* [Reading text]:
When the FBI approached George Christian in 2005 with a national security letter (NSL) and lifetime gag order, the then–executive director of the Library Connection—a Connecticut library consortium—convened a meeting with the organization’s executive committee. The NSL would have forced them to turn over customer information without a judge’s order or a grand jury subpoena. They refused to comply and later came to be known as the Connecticut Four.
With the help of the American Civil Liberties Union (ACLU), they challenged the climate of surveillance and government overreach that followed the September 11 attacks, showing the nation that librarians would stand by the rights of patrons and civil liberties.
Here, the four share their memories of the experience and its resonance today with American Libraries. They are Christian, retired executive director of Library Connection; Barbara Bailey, director of Welles-Turner Memorial Library in Glastonbury, Connecticut; Peter Chase, retired director of Plainville (Conn.) Public Library; and Janet Nocek, director of Portland (Conn.) Library.
In your view, what was the significance of challenging the Patriot Act?
Christian: There were two significant outcomes: First, by challenging the Patriot Act, we exposed attorneys general John Ashcroft’s and Alberto Gonzales’s repeated misleading declarations to Congress and the public that the Patriot Act had not been, and never would be, used against libraries.
Second, our challenge made the public, the news media, and librarians aware that NSLs existed, that they came with perpetual gag orders, and that we and the ACLU believed that they are unconstitutional instruments.
Nocek: We were able to serve as witnesses to events of national consequence. The security-versus-privacy debate is an important one for America. We need to consider the consequences when security concerns lead to government overreach.
Chase: Unlike regular warrants, NSLs are under the sole authority of the FBI. It seemed to us like spying in the voting booth. I hoped the challenge showed that librarians would resist spying on patrons and that it would not be easy to violate patron privacy.

* [Information supplied]:
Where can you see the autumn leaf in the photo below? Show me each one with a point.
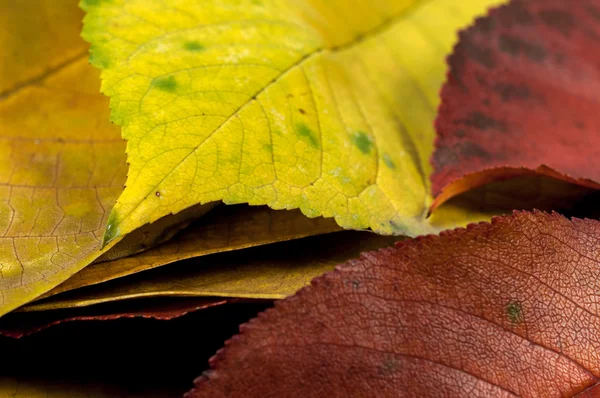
(293, 104)
(62, 163)
(272, 271)
(520, 98)
(20, 324)
(502, 309)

* [What is expected]: Reproduce, word for word, the passage of the Connecticut Four interview above that begins with the words containing "Christian: There were" and ends with "are unconstitutional instruments.".

* [Result]:
Christian: There were two significant outcomes: First, by challenging the Patriot Act, we exposed attorneys general John Ashcroft’s and Alberto Gonzales’s repeated misleading declarations to Congress and the public that the Patriot Act had not been, and never would be, used against libraries.
Second, our challenge made the public, the news media, and librarians aware that NSLs existed, that they came with perpetual gag orders, and that we and the ACLU believed that they are unconstitutional instruments.